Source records
# # # # #

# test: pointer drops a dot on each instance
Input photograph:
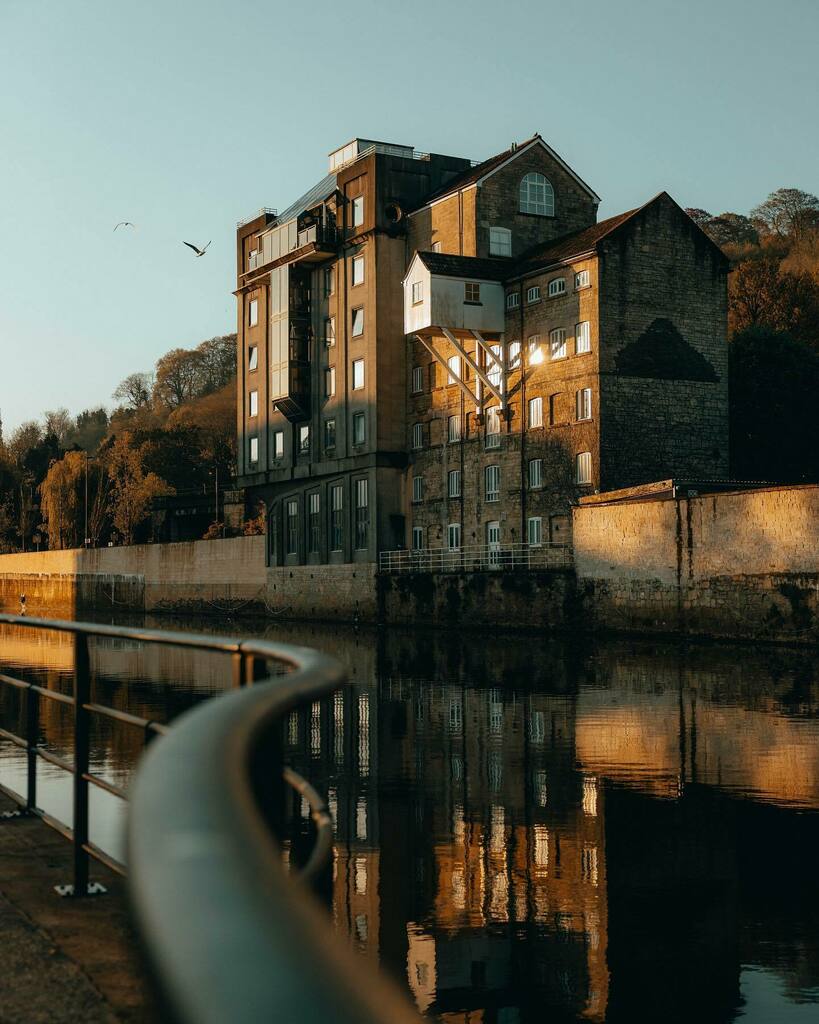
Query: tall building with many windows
(437, 354)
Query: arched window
(536, 195)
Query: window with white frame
(493, 427)
(491, 476)
(536, 195)
(500, 242)
(557, 343)
(583, 403)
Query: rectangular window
(337, 517)
(361, 515)
(583, 403)
(492, 482)
(500, 242)
(293, 526)
(313, 522)
(493, 427)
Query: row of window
(491, 478)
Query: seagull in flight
(197, 250)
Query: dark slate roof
(448, 265)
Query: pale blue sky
(185, 116)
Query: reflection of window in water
(360, 818)
(360, 876)
(363, 734)
(590, 796)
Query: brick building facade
(444, 354)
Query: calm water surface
(529, 830)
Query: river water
(527, 829)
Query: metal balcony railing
(229, 934)
(477, 558)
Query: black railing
(229, 934)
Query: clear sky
(184, 116)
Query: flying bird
(197, 250)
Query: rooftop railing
(229, 933)
(477, 558)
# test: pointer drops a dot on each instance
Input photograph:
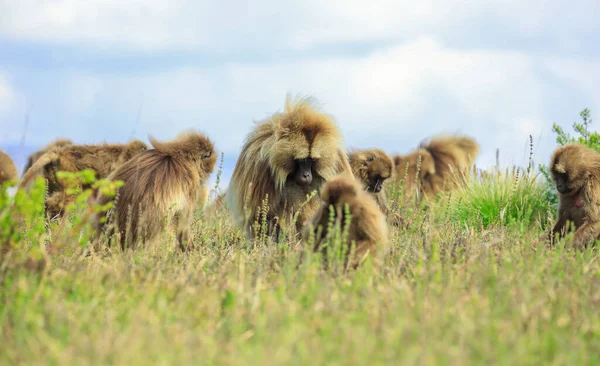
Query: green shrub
(584, 136)
(511, 198)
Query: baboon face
(208, 158)
(569, 170)
(137, 147)
(373, 167)
(301, 153)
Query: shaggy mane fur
(267, 160)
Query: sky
(391, 73)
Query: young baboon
(374, 167)
(367, 228)
(575, 169)
(285, 158)
(102, 159)
(8, 170)
(162, 182)
(442, 163)
(60, 142)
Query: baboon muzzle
(378, 185)
(303, 173)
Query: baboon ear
(283, 132)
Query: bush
(585, 137)
(511, 198)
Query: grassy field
(467, 283)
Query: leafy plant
(583, 136)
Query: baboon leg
(586, 234)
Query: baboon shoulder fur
(267, 161)
(441, 162)
(367, 228)
(575, 169)
(60, 142)
(374, 168)
(165, 181)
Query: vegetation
(467, 282)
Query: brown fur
(444, 162)
(8, 170)
(575, 170)
(38, 154)
(218, 204)
(102, 159)
(374, 168)
(268, 162)
(367, 229)
(163, 182)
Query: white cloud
(392, 98)
(7, 94)
(583, 74)
(180, 24)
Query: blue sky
(390, 72)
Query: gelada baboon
(442, 164)
(286, 157)
(36, 155)
(575, 169)
(8, 170)
(374, 167)
(102, 159)
(367, 229)
(162, 182)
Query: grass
(448, 293)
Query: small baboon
(285, 158)
(575, 169)
(374, 167)
(442, 164)
(367, 229)
(102, 159)
(164, 182)
(60, 142)
(8, 170)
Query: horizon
(390, 73)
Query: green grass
(448, 293)
(511, 197)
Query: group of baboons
(293, 172)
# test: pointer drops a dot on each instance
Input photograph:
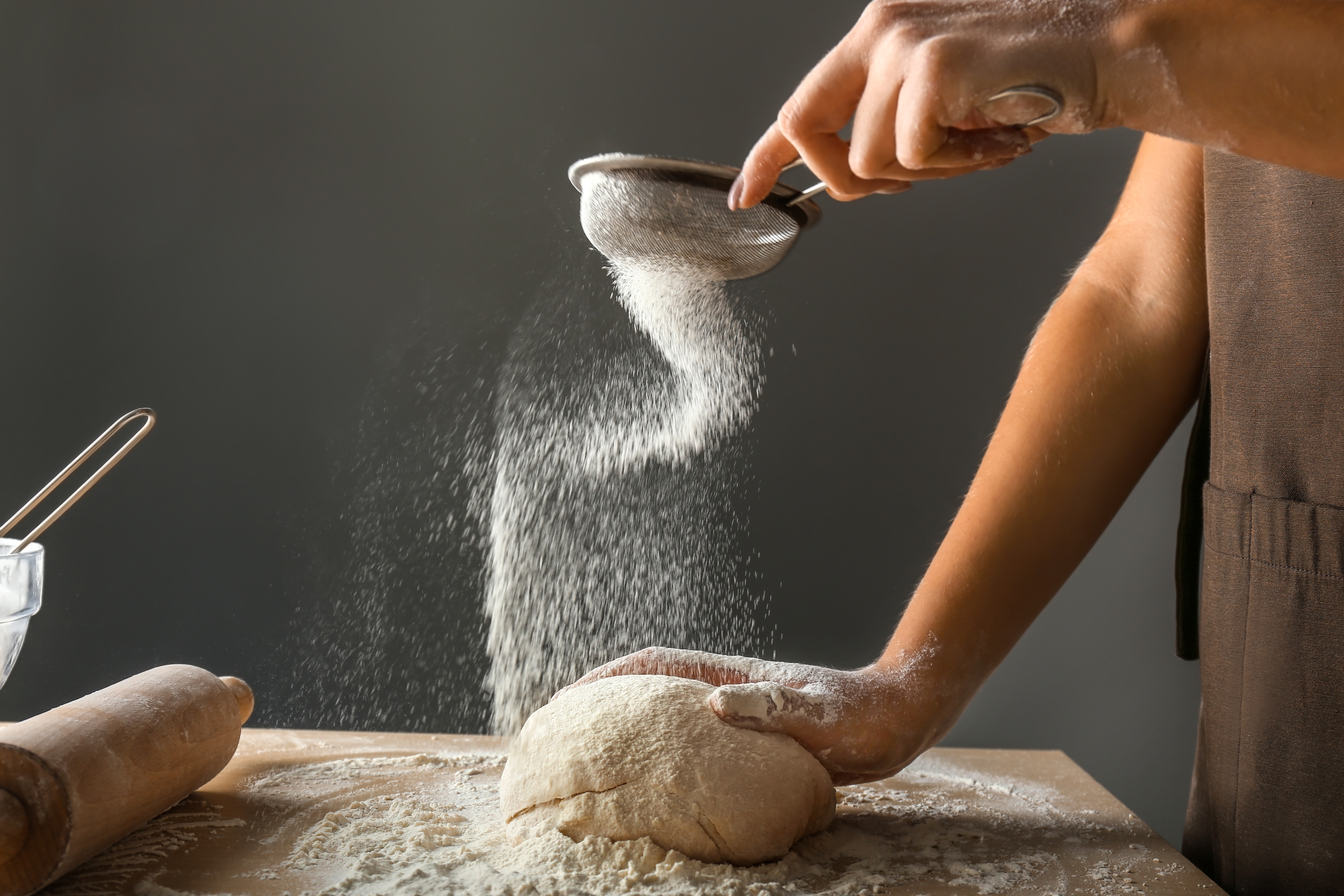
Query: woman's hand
(1261, 79)
(862, 726)
(916, 77)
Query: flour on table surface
(107, 874)
(429, 825)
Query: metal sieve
(674, 213)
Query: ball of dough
(646, 757)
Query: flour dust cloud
(617, 456)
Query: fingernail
(736, 194)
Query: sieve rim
(780, 194)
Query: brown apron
(1266, 812)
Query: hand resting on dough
(862, 726)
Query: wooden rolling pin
(81, 777)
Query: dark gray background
(304, 232)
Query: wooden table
(1005, 821)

# # # # #

• [Task statement]
Please set down the records above word for word and omit their pictures.

• [Task result]
# test: pointer drops a dot on each instance
Input photograph:
Query: tall building with many windows
(437, 354)
Query: arched window
(536, 195)
Query: window with white frame
(493, 427)
(491, 476)
(536, 195)
(500, 242)
(557, 343)
(583, 403)
Query: rectangular window
(337, 517)
(361, 515)
(583, 403)
(492, 482)
(500, 242)
(293, 526)
(313, 522)
(493, 427)
Query: row of window
(491, 478)
Query: seagull in flight
(197, 250)
Query: dark slate roof
(448, 265)
Query: pale blue sky
(185, 116)
Query: reflection of window in water
(360, 818)
(360, 876)
(363, 734)
(590, 796)
Query: brick building facade
(444, 354)
Query: calm water surface
(529, 830)
Query: river water
(527, 829)
Query: metal balcony railing
(229, 934)
(477, 558)
Query: black railing
(229, 934)
Query: clear sky
(184, 116)
Query: flying bird
(197, 250)
Query: rooftop railing
(229, 933)
(477, 558)
# test: pointer drops a dot on each instance
Input photograph:
Query: green shrub
(584, 136)
(511, 198)
Query: baboon face
(208, 158)
(569, 170)
(137, 147)
(373, 167)
(301, 153)
Query: shaggy mane fur
(267, 160)
Query: sky
(391, 73)
Query: young baboon
(374, 167)
(367, 228)
(575, 169)
(285, 158)
(102, 159)
(8, 170)
(162, 182)
(442, 163)
(60, 142)
Query: baboon muzzle
(378, 185)
(303, 173)
Query: baboon ear
(283, 132)
Query: bush
(585, 137)
(511, 198)
Query: grassy field
(467, 283)
Query: leafy plant
(583, 136)
Query: baboon leg
(586, 234)
Query: baboon shoulder fur
(267, 161)
(441, 162)
(367, 228)
(575, 169)
(60, 142)
(374, 168)
(165, 181)
Query: vegetation
(467, 282)
Query: brown fur
(444, 162)
(8, 170)
(575, 170)
(38, 154)
(218, 204)
(102, 159)
(374, 168)
(268, 162)
(367, 229)
(163, 182)
Query: white cloud
(392, 98)
(7, 94)
(583, 74)
(180, 24)
Query: blue sky
(390, 72)
Query: gelada baboon
(442, 164)
(286, 157)
(36, 155)
(575, 169)
(8, 170)
(374, 167)
(102, 159)
(367, 229)
(162, 182)
Query: grass
(448, 293)
Query: small baboon
(285, 158)
(575, 169)
(374, 167)
(442, 164)
(367, 229)
(102, 159)
(164, 182)
(60, 142)
(8, 170)
Query: horizon
(390, 73)
Query: green grass
(448, 293)
(511, 197)
Query: group of baboons
(293, 172)
# test: pointer drops a dot on each instance
Input photograph:
Query: woman's hand
(1261, 79)
(862, 726)
(916, 77)
Query: flour on table surface
(107, 874)
(429, 825)
Query: metal sieve
(674, 213)
Query: ball of dough
(646, 757)
Query: flour dust cloud
(617, 456)
Query: fingernail
(736, 194)
Query: sieve rim
(780, 194)
Query: brown apron
(1266, 812)
Query: hand resting on dough
(862, 726)
Query: wooden rolling pin
(81, 777)
Query: dark gray background
(304, 232)
Query: wooden table
(1005, 821)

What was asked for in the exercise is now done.